Set of tasks |
a - Using the Oozie error-handling passage below, say whether each statement agrees with it: (i) the error handler action becomes the "error-transition" of the original action; (ii) the error handler action's "ok-transition" leads to the next action in the workflow; (iii) the example workflow contains two ShellActions. For each, answer yes or no and quote the words of the passage that decide it.
b - Carry the Oozie error-handling passage below forward from the point where it stops.

Supplied passage |
A More Verbose Example

Error handling

If you would like to provide some error handling in case of action failure, you should add an ErrorHandler to the Node representing the action. The error handler action will be added as the "error-transition" of the original action in the generated Oozie workflow XML. Both the "ok-transition" and the "error-transition" of the error handler action itself will lead to an autogenerated kill node.

Here you find an example consisting of a Workflow having three ShellActions, an error handler EmailAction, and one decision to sort out which way to go:

public class MySecondWorkflowFactory implements WorkflowFactory {
.
    @Override
    public Workflow create() {
        final ShellAction parent = ShellActionBuilder.create()
                .withName("parent")
                .withResourceManager("${resourceManager}")
                .withNameNode("${nameNode}")
                .withConfigProperty("mapred.job.queue.name", "${queueName}")
                .withExecutable("echo")
                .withArgument("my_output=Hello Oozie")
                .withCaptureOutput(true)
                .withErrorHandler(ErrorHandler.buildAsErrorHandler(EmailActionBuilder.create()
                        .withName("email-on-error")
                        .withRecipient("somebody@apache.org")
                        .withSubject("Workflow error")
                        .withBody("Shell action failed, error message[${wf:errorMessage(wf:lastErrorNode())}]")))
                .build();
.
        ShellActionBuilder.createFromExistingAction(parent)
                .withName("happy-path")
                .withParentWithCondition(parent, "${wf:actionData('parent')['my_output'] eq 'Hello Oozie'}")
                .withoutArgument("my_output=Hello Oozie")
                .withArgument("Happy path")
                .withCaptureOutput(null)
                .build();
.

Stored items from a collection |
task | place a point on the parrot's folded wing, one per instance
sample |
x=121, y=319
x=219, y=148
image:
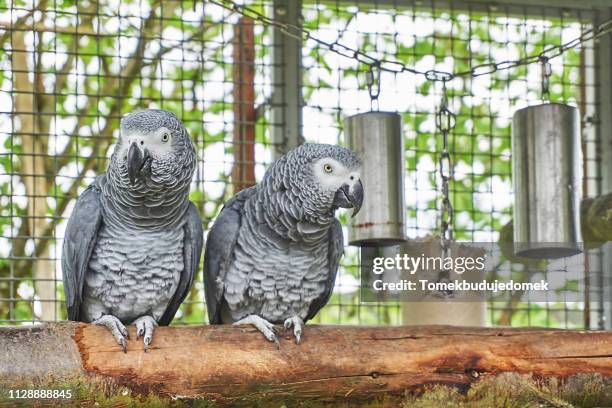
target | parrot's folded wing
x=334, y=253
x=219, y=252
x=192, y=251
x=79, y=241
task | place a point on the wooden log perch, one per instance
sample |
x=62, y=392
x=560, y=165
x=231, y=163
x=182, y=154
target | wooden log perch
x=228, y=363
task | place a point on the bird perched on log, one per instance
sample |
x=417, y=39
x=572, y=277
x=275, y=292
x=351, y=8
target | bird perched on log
x=273, y=253
x=134, y=240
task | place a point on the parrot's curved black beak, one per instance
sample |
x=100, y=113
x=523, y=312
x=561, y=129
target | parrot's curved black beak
x=136, y=160
x=349, y=197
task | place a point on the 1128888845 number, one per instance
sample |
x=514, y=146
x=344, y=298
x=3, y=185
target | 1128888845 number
x=39, y=394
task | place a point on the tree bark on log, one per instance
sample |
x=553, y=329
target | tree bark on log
x=229, y=363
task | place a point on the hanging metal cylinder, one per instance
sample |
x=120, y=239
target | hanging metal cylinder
x=547, y=175
x=377, y=139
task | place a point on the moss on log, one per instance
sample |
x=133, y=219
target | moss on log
x=230, y=364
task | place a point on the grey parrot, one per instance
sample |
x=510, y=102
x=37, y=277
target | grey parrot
x=273, y=253
x=134, y=240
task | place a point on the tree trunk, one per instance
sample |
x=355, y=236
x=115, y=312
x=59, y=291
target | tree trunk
x=228, y=363
x=32, y=171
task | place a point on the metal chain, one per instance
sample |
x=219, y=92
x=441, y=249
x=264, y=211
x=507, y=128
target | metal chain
x=445, y=122
x=546, y=73
x=398, y=67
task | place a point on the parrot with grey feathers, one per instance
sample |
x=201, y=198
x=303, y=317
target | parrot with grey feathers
x=273, y=253
x=134, y=240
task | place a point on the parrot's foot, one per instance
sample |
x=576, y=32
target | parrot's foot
x=145, y=326
x=297, y=324
x=264, y=326
x=116, y=328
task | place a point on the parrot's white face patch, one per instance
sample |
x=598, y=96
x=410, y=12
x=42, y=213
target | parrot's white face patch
x=157, y=143
x=331, y=174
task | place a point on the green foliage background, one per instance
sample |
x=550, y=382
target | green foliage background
x=91, y=62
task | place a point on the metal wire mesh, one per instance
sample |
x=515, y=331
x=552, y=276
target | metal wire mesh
x=451, y=40
x=68, y=72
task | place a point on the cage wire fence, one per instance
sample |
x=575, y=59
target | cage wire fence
x=70, y=70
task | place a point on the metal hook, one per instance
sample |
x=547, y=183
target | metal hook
x=546, y=73
x=373, y=80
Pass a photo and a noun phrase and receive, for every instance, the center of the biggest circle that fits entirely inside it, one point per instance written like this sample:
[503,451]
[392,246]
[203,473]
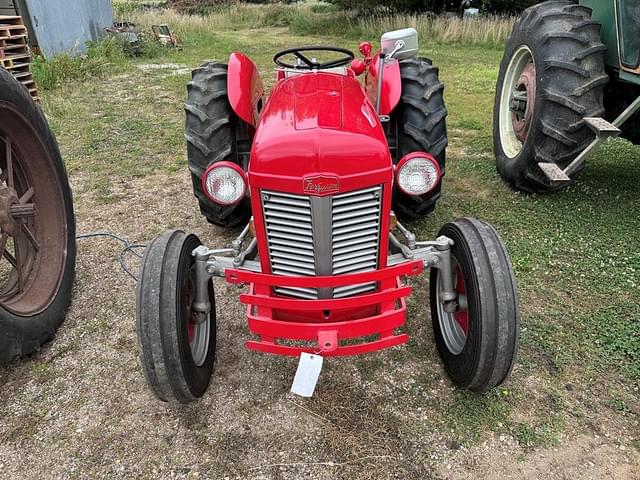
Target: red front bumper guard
[332,338]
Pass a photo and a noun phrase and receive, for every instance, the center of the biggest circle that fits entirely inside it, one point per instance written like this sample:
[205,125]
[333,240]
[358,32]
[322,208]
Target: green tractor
[569,79]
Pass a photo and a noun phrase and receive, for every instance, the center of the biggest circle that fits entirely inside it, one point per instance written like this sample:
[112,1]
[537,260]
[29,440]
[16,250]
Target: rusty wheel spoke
[26,196]
[19,266]
[9,168]
[32,238]
[10,258]
[3,241]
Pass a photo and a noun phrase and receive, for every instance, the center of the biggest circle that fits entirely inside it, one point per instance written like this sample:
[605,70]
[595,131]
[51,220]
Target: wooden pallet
[15,55]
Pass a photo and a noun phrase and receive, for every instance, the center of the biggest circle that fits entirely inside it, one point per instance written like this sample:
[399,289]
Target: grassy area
[576,253]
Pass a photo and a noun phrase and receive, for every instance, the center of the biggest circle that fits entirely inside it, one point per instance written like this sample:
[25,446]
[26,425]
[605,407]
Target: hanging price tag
[309,366]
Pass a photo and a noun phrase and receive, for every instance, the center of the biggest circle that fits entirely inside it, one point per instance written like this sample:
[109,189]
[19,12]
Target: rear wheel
[419,125]
[478,341]
[214,133]
[177,351]
[551,77]
[37,239]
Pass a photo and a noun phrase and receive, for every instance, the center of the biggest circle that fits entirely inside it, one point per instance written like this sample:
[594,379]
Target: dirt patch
[581,457]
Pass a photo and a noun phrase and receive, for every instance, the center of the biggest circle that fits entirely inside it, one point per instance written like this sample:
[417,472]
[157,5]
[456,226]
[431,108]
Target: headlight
[224,183]
[417,173]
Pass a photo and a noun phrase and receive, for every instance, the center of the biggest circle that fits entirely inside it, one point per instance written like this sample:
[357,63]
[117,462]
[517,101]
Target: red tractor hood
[319,124]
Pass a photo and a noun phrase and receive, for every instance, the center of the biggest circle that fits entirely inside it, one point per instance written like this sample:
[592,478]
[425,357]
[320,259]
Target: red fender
[391,84]
[244,88]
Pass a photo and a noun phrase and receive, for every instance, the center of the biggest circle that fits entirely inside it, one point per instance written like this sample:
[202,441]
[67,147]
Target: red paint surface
[382,321]
[244,88]
[319,134]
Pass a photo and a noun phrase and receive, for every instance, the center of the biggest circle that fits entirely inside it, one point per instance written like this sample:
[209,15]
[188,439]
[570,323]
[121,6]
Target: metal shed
[61,26]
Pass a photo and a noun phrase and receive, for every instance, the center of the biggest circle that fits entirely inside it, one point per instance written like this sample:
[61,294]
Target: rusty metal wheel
[37,227]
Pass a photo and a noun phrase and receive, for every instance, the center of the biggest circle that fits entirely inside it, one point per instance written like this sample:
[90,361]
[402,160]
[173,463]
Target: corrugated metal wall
[65,26]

Answers in order |
a -
(i) Yes: "The error handler action will be added as the "error-transition" of the original action in the generated Oozie workflow XML."
(ii) No: "Both the "ok-transition" and the "error-transition" of the error handler action itself will lead to an autogenerated kill node."
(iii) No: "a Workflow having three ShellActions, an error handler EmailAction, and one decision to sort out which way to go"

b -
        ShellActionBuilder.createFromExistingAction(parent)
                .withName("sad-path")
                .withParentDefaultConditional(parent)
                .withArgument("Sad path")
                .build();
.
        final Workflow workflow = new WorkflowBuilder()
                .withName("shell-example")
                .withDagContainingNode(parent).build();
.
        return workflow;
    }
}

After check, the generated workflow XML looks like this:

<?xml version="1.0" encoding="UTF-8" standalone="yes"?>
<workflow:workflow-app ... name="shell-example">
.
    <workflow:start to="parent"/>
.
    <workflow:kill name="kill">
        <workflow:message>Action failed, error message[${wf:errorMessage(wf:lastErrorNode())}]</workflow:message>
    </workflow:kill>
.
    <workflow:action name="email-on-error">
        <email:email>
            <email:to>somebody@apache.org</email:to>
            <email:subject>Workflow error</email:subject>
            <email:body>Shell action failed, error message[${wf:errorMessage(wf:lastErrorNode())}]</email:body>
        </email:email>
        <workflow:ok to="kill"/>
        <workflow:error to="kill"/>
    </workflow:action>
.
    <workflow:action name="parent">
        <shell:shell>
            <shell:resource-manager>${resourceManager}</shell:resource-manager>
            <shell:name-node>${nameNode}</shell:name-node>
            <shell:configuration>
                <shell:property>
                    <shell:name>mapred.job.queue.name</shell:name>
                    <shell:value>${queueName}</shell:value>
                </shell:property>
            </shell:configuration>
            <shell:exec>echo</shell:exec>
            <shell:argument>my_output=Hello Oozie</shell:argument>
            <shell:capture-output/>
        </shell:shell>
        <workflow:ok to="decision1"/>
        <workflow:error to="email-on-error"/>
    </workflow:action>
.
    <workflow:decision name="decision1">
        <workflow:switch>
            <workflow:case to="happy-path">${wf:actionData('parent')['my_output'] eq 'Hello Oozie'}</workflow:case>
            <workflow:default to="sad-path"/>
        </workflow:switch>
    </workflow:decision>
.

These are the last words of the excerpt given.